What you should do
Copy the lecture notes on random variables below word for word, from the first line to the last.

Provided passage

7964
Lecture 8

In Lecture 7, we discussed the binomial and the poisson probability distributions. Here, we'll discuss random variables, as well as the all-important Normal Distribution.

I. Discrete and Continuous Random Variables

A. Random Variables

A random variable assigns a number to each outcome of a random circumstance; that is, a random variable assigns a number to each unit in a population.

Suppose you are planning a outdoor graduation party. What are some of the random factors that will affect how enjoyable the event will be? The temperature will likely affect how enjoyable the event will be; as will the amount of rain (or simply whether it rains); as will the number of airplanes that fly overhead.

Ask yourself--are the following variables discrete or continuous?

Temperature
Whether it rains or not
Amount of rain in inches (ranging from 0 upward)
Number of airplanes that fly overhead

Click here for the answers.

B. Discrete Random Variables

The probabilities and probability distributions that we discussed in Lecture 7 were focused on discrete variables--for instance, the number of outcomes of "heads" across three tosses of a fair coin, or the number of red cars that are found in a parking lot, or the number of skiers who break a leg. These could be considered in the context of binomial experiments or binomial probability distributions:

There were a predetermined number of observations or Bernoulli trials; in the case of the parking lot, it was 200 cars; in the case of the skiers, it was 5 skiers; in the case of the coin toss, it was 3 coin tosses.

Labels for object points
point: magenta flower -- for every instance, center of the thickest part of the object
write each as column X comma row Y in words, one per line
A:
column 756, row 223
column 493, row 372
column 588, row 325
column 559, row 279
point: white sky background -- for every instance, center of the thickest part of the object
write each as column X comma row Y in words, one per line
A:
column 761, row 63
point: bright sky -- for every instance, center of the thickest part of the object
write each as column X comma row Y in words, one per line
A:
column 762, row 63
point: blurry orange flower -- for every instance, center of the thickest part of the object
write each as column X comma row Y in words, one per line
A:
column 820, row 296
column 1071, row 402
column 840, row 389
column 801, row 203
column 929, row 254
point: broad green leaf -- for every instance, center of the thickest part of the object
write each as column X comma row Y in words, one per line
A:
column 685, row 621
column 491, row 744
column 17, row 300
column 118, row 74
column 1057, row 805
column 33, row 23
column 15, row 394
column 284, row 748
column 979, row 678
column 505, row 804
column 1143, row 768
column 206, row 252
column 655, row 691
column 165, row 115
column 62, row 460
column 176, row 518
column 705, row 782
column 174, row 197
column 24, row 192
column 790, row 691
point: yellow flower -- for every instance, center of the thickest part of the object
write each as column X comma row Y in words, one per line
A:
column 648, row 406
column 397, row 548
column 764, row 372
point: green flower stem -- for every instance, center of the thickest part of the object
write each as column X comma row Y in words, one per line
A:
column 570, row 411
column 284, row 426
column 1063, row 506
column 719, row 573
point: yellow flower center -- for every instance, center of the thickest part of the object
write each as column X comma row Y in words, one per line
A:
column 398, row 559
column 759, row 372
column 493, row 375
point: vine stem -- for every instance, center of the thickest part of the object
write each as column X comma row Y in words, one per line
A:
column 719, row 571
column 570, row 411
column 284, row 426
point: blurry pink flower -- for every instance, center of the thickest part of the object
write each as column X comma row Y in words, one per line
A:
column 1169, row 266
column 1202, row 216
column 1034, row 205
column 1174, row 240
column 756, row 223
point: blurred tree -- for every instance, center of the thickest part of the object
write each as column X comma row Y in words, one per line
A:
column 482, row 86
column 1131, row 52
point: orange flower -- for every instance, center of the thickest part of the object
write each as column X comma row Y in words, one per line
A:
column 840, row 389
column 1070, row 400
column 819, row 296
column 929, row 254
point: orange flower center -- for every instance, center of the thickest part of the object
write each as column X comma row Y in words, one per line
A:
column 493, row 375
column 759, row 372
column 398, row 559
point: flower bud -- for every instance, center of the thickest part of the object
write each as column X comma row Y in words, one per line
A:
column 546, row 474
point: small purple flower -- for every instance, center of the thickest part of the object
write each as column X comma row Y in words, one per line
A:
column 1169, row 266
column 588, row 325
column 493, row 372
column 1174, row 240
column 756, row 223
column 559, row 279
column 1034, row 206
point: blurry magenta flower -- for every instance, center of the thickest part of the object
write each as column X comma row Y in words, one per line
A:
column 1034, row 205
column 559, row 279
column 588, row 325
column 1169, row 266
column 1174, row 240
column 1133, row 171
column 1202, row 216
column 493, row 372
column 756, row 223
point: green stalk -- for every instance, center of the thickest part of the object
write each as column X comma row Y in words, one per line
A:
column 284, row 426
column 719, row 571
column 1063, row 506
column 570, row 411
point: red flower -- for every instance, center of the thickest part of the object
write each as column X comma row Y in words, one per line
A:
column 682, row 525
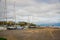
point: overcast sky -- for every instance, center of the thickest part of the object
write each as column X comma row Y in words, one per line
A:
column 36, row 11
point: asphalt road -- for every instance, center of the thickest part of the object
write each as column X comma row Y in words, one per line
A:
column 31, row 34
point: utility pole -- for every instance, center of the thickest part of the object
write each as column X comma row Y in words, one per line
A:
column 14, row 13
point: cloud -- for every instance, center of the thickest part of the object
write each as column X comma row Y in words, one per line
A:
column 42, row 11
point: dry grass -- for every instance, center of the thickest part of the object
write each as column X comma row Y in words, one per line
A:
column 32, row 34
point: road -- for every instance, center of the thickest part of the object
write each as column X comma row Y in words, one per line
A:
column 31, row 34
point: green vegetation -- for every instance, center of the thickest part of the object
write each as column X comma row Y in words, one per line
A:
column 3, row 39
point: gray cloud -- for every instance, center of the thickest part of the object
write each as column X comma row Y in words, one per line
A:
column 44, row 11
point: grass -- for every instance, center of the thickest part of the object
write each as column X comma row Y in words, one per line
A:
column 3, row 39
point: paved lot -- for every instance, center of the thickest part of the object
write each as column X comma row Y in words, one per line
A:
column 31, row 34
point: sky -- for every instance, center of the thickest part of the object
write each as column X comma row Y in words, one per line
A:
column 34, row 11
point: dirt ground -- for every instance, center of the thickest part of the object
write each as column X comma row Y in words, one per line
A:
column 31, row 34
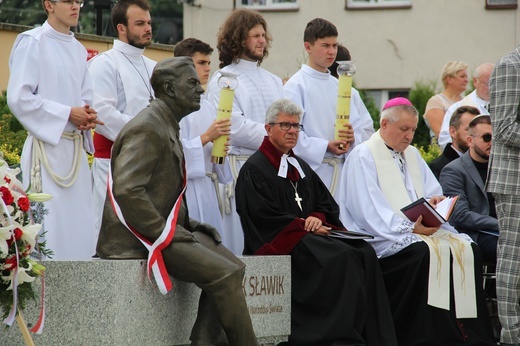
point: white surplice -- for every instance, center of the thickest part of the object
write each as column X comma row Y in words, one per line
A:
column 48, row 77
column 365, row 208
column 121, row 82
column 256, row 91
column 471, row 100
column 201, row 191
column 317, row 93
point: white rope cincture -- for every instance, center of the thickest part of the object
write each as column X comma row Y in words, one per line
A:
column 39, row 158
column 214, row 180
column 229, row 190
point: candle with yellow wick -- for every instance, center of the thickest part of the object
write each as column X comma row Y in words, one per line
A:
column 228, row 84
column 346, row 70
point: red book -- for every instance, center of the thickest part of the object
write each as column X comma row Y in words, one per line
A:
column 432, row 217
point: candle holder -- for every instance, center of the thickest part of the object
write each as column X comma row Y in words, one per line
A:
column 228, row 82
column 346, row 69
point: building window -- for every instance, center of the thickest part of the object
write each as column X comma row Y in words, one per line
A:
column 369, row 4
column 268, row 5
column 501, row 4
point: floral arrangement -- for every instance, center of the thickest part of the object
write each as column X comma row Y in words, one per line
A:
column 19, row 246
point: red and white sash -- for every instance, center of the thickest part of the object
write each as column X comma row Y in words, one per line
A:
column 155, row 258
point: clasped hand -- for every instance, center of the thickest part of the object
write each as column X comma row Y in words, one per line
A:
column 85, row 118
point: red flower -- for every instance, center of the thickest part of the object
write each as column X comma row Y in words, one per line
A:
column 10, row 263
column 6, row 195
column 24, row 204
column 17, row 233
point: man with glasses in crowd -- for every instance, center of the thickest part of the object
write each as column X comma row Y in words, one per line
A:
column 337, row 289
column 121, row 81
column 50, row 93
column 474, row 213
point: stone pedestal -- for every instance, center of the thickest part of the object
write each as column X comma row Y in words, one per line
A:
column 111, row 302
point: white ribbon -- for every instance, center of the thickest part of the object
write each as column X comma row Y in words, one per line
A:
column 284, row 165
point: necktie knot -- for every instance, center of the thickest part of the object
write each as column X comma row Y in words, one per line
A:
column 284, row 166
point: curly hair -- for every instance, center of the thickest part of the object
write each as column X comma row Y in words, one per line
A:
column 233, row 34
column 120, row 10
column 190, row 46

Exercise answer
7964
Lecture 8

In Lecture 7, we discussed the binomial and the poisson probability distributions. Here, we'll discuss random variables, as well as the all-important Normal Distribution.

I. Discrete and Continuous Random Variables

A. Random Variables

A random variable assigns a number to each outcome of a random circumstance; that is, a random variable assigns a number to each unit in a population.

Suppose you are planning a outdoor graduation party. What are some of the random factors that will affect how enjoyable the event will be? The temperature will likely affect how enjoyable the event will be; as will the amount of rain (or simply whether it rains); as will the number of airplanes that fly overhead.

Ask yourself--are the following variables discrete or continuous?

Temperature
Whether it rains or not
Amount of rain in inches (ranging from 0 upward)
Number of airplanes that fly overhead

Click here for the answers.

B. Discrete Random Variables

The probabilities and probability distributions that we discussed in Lecture 7 were focused on discrete variables--for instance, the number of outcomes of "heads" across three tosses of a fair coin, or the number of red cars that are found in a parking lot, or the number of skiers who break a leg. These could be considered in the context of binomial experiments or binomial probability distributions:

There were a predetermined number of observations or Bernoulli trials; in the case of the parking lot, it was 200 cars; in the case of the skiers, it was 5 skiers; in the case of the coin toss, it was 3 coin tosses.